Repeat all of the records verbatim.

======== Data for the task

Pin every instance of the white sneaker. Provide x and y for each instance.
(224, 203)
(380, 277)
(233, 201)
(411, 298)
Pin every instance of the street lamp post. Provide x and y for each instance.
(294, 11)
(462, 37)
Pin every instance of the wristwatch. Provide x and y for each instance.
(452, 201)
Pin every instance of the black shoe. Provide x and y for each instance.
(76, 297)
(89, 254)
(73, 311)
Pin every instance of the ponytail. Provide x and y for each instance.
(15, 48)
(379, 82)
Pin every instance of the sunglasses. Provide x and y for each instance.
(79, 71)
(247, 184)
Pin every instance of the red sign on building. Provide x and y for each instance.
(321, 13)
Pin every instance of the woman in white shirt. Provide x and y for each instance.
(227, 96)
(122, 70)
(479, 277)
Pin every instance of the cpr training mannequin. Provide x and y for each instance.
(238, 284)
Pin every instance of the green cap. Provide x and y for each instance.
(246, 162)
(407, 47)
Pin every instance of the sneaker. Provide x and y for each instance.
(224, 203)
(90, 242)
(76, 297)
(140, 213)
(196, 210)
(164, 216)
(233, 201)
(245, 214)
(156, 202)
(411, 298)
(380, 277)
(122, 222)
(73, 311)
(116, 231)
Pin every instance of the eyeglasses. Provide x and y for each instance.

================

[Reply to the task]:
Pin every instance of the white sneaker. Provide x and y for each instance.
(224, 203)
(380, 277)
(233, 201)
(411, 298)
Pin every instance of the street lamp post. Provide x and y for each instance.
(294, 11)
(462, 37)
Pin every instance of the wristwatch. Provide x and y for each instance.
(452, 201)
Pin every instance of the black shoe. Provide x and y for each instance.
(76, 297)
(89, 254)
(73, 311)
Pin every instance of the ponytail. Provide x and y for each instance.
(15, 48)
(379, 82)
Pin every instance of the sunglasses. Provide x and y for each instance.
(79, 71)
(247, 184)
Pin every instance of the red sign on building. Provide x and y for each instance.
(321, 13)
Pin every instance of the woman in white shirt. Provide x and y for each instance.
(227, 96)
(122, 70)
(479, 277)
Pin every instance of the cpr training mannequin. Provide x and y for each instance.
(238, 284)
Pin every instance of the green cap. Provide x and y for each instance.
(246, 162)
(407, 47)
Pin every instance of the sneaker. Provide x and y for each instance.
(224, 203)
(90, 242)
(76, 297)
(140, 213)
(196, 210)
(164, 216)
(233, 201)
(245, 214)
(156, 202)
(411, 298)
(380, 277)
(122, 222)
(73, 311)
(116, 231)
Pin every instance of the eyeglasses. Provide x and y for each instance.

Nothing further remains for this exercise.